» **PASSAGE GIVEN**
The name smallcalc is a homage to one of the most innovative and influential languages ever conceived: Smalltalk.

I do not know if the final version will be something richer, it depends on how much fun you will find in the series. So, if you are interested, just ask! You can drop a line of appreciation on Twitter.

At the time of writing, then, the language grammar is

factor : ('+' | '-') factor | '(' expression ')' | variable | number
power : factor [ '^' power ]*
term : power [ ('*' | '/') term ]*
expression : term [ ('*' | '/') expression ]*
assignment : variable '=' expression
line : assignment | expression

The syntax of the grammar is pretty self-explanatory if you have some programming background. If you want to know more about grammars like the one above start from the links in the resources section.

TDD and refactoring

If you already know what TDD is feel free to skip this section.

TDD means Test-Driven Development, and in short it is a programming methodology that requires you to write a test for a feature before implementing the feature itself. Much has been said on the benefits of TDD elsewhere. I personally think it is one of the most effective ways to work on a programming task, and something that every programmer should know. I wrote a post on TDD with Python that you can find here.

A test, in TDD, is code that uses the code you are going to develop. You will start with a project skeleton and add the tests I will present in the posts one at a time. Once you add the test, you have to write the code that passes the test. Your code doesn't need to be beautiful or smart, it just needs to pass the test. Then you can move to the following test and start the cycle again.

Rows from a dataset
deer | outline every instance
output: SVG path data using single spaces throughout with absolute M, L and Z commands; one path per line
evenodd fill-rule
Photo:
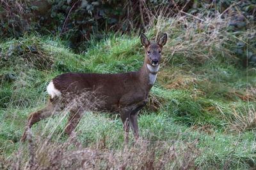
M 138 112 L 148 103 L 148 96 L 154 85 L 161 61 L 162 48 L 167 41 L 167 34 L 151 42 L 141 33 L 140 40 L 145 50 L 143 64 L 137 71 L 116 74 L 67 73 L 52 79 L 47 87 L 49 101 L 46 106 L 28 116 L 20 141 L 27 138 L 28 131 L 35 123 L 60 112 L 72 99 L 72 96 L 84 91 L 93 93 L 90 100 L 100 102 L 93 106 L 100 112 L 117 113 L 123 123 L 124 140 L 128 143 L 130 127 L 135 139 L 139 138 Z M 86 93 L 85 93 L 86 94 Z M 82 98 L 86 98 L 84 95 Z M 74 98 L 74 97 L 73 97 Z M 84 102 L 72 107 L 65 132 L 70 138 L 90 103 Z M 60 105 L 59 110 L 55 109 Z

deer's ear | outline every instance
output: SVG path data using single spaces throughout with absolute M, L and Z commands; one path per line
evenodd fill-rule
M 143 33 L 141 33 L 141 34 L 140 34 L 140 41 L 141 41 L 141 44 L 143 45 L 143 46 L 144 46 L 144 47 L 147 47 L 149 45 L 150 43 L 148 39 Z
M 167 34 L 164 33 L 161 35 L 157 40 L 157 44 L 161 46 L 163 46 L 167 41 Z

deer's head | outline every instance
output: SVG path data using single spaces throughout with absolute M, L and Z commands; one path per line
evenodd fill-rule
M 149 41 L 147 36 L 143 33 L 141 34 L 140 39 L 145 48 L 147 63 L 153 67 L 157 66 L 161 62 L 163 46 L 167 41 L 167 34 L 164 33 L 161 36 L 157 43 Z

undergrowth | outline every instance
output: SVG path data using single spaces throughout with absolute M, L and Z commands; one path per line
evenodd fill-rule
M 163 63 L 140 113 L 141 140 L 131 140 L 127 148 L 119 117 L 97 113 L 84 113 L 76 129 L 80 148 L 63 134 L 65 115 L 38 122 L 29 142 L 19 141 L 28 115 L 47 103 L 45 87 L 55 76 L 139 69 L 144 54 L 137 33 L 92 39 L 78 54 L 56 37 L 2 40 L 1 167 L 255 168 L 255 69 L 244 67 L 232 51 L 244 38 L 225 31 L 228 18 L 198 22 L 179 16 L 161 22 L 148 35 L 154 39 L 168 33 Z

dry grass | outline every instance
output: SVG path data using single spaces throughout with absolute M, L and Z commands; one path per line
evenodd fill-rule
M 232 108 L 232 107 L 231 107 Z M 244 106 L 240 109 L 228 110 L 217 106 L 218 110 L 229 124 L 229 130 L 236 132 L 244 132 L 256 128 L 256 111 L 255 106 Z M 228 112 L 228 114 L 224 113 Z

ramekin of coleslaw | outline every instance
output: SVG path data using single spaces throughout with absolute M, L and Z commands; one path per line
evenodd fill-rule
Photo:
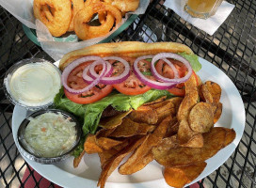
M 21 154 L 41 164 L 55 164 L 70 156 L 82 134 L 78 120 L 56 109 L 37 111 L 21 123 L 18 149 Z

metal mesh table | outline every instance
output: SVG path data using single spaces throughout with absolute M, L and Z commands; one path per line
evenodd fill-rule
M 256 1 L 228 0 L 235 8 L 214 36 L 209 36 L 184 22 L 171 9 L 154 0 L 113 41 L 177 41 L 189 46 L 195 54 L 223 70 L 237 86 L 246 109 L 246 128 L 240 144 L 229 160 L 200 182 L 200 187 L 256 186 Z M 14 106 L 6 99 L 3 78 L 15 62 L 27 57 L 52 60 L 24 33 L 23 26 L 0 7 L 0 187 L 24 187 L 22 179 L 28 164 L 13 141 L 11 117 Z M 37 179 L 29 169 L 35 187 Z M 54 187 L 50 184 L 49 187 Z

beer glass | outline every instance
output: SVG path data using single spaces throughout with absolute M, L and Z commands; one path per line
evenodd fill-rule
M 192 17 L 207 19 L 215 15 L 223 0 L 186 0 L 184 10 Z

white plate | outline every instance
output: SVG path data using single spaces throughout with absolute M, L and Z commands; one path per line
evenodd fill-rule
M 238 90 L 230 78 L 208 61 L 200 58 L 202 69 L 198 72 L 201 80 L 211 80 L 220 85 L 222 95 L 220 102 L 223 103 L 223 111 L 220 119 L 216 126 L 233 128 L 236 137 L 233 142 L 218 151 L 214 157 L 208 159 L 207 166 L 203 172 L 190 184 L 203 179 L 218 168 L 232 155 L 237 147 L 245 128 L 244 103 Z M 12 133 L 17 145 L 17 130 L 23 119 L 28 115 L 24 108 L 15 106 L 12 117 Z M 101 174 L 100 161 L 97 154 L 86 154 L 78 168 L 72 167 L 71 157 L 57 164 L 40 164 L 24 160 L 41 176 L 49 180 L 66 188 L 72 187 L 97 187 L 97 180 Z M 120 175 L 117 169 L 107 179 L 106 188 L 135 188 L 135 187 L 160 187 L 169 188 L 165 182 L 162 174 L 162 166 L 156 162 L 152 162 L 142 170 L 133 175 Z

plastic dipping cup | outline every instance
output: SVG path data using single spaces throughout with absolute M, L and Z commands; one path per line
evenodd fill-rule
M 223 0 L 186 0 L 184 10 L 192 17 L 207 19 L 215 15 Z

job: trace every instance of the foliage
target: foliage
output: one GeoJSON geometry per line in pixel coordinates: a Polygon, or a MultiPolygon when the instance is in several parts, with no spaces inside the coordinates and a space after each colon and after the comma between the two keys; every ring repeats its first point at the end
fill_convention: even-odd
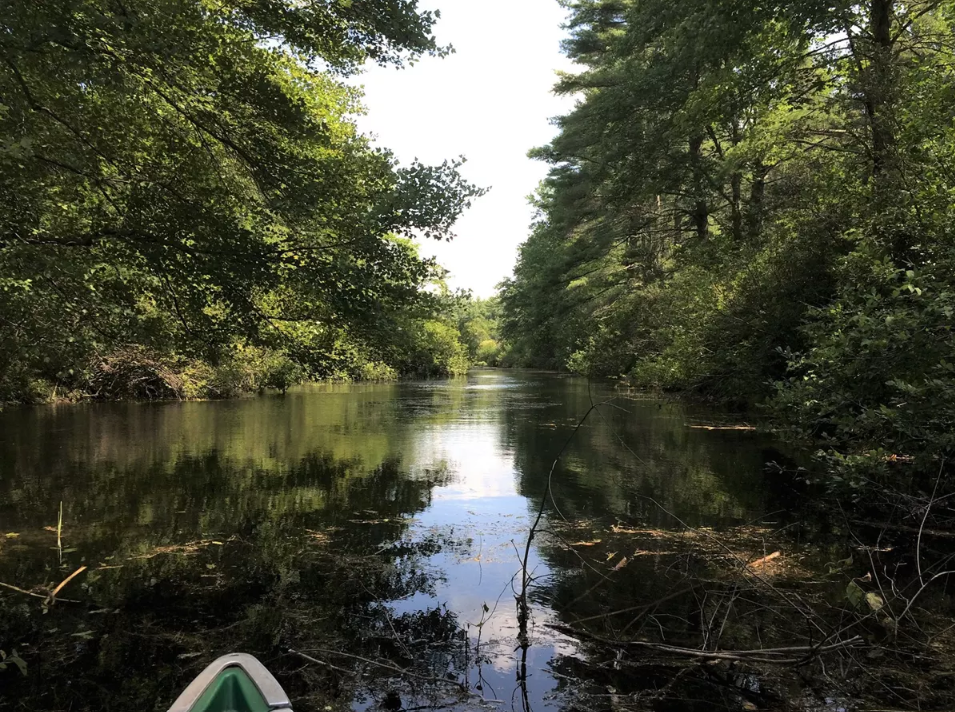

» **EXERCISES TO COMPLETE**
**a.** In the smallcalc passage, retype the part from "factor : ('+'" to "the resources section.".
**b.** Echo the records from the line with "ramekin of coleslaw | outline every instance" to the line with "M 238 90 L 230", keeping both of those lines. Leave the pictures out.

» **RESPONSES BY TASK**
**a.**
factor : ('+' | '-') factor | '(' expression ')' | variable | number
power : factor [ '^' power ]*
term : power [ ('*' | '/') term ]*
expression : term [ ('*' | '/') expression ]*
assignment : variable '=' expression
line : assignment | expression

The syntax of the grammar is pretty self-explanatory if you have some programming background. If you want to know more about grammars like the one above start from the links in the resources section.

**b.**
ramekin of coleslaw | outline every instance
output: SVG path data using single spaces throughout with absolute M, L and Z commands; one path per line
evenodd fill-rule
Photo:
M 21 154 L 41 164 L 55 164 L 70 156 L 82 134 L 78 120 L 56 109 L 37 111 L 21 123 L 18 149 Z

metal mesh table | outline every instance
output: SVG path data using single spaces throughout with absolute M, L and Z commands; one path per line
evenodd fill-rule
M 256 1 L 228 0 L 235 8 L 214 36 L 209 36 L 184 22 L 171 9 L 154 0 L 113 41 L 177 41 L 189 46 L 195 54 L 223 70 L 237 86 L 246 109 L 246 128 L 240 144 L 229 160 L 200 182 L 200 187 L 256 186 Z M 14 106 L 6 99 L 3 78 L 15 62 L 27 57 L 52 60 L 24 33 L 23 26 L 0 7 L 0 187 L 24 187 L 22 179 L 28 164 L 13 141 L 11 117 Z M 37 179 L 29 169 L 35 187 Z M 54 187 L 50 184 L 49 187 Z

beer glass | outline every instance
output: SVG path data using single spaces throughout with absolute M, L and Z commands; one path per line
evenodd fill-rule
M 192 17 L 207 19 L 215 15 L 223 0 L 186 0 L 184 10 Z

white plate | outline every instance
output: SVG path data using single spaces throughout with absolute M, L and Z commands; one path per line
evenodd fill-rule
M 238 90 L 230 78 L 208 61 L 200 58 L 202 69 L 198 72 L 201 80 L 211 80 L 220 85 L 222 95 L 220 102 L 223 103 L 223 111 L 220 119 L 216 126 L 233 128 L 236 137 L 233 142 L 218 151 L 214 157 L 208 159 L 207 166 L 203 172 L 190 184 L 203 179 L 218 168 L 232 155 L 237 147 L 245 128 L 244 103 Z M 12 133 L 17 145 L 17 130 L 23 119 L 28 115 L 24 108 L 15 106 L 12 117 Z M 101 174 L 100 161 L 97 154 L 86 154 L 78 168 L 72 167 L 71 157 L 57 164 L 40 164 L 24 160 L 41 176 L 49 180 L 66 188 L 72 187 L 97 187 L 97 180 Z M 120 175 L 117 169 L 107 179 L 106 188 L 135 188 L 135 187 L 160 187 L 169 188 L 165 182 L 162 174 L 162 166 L 156 162 L 152 162 L 142 170 L 133 175 Z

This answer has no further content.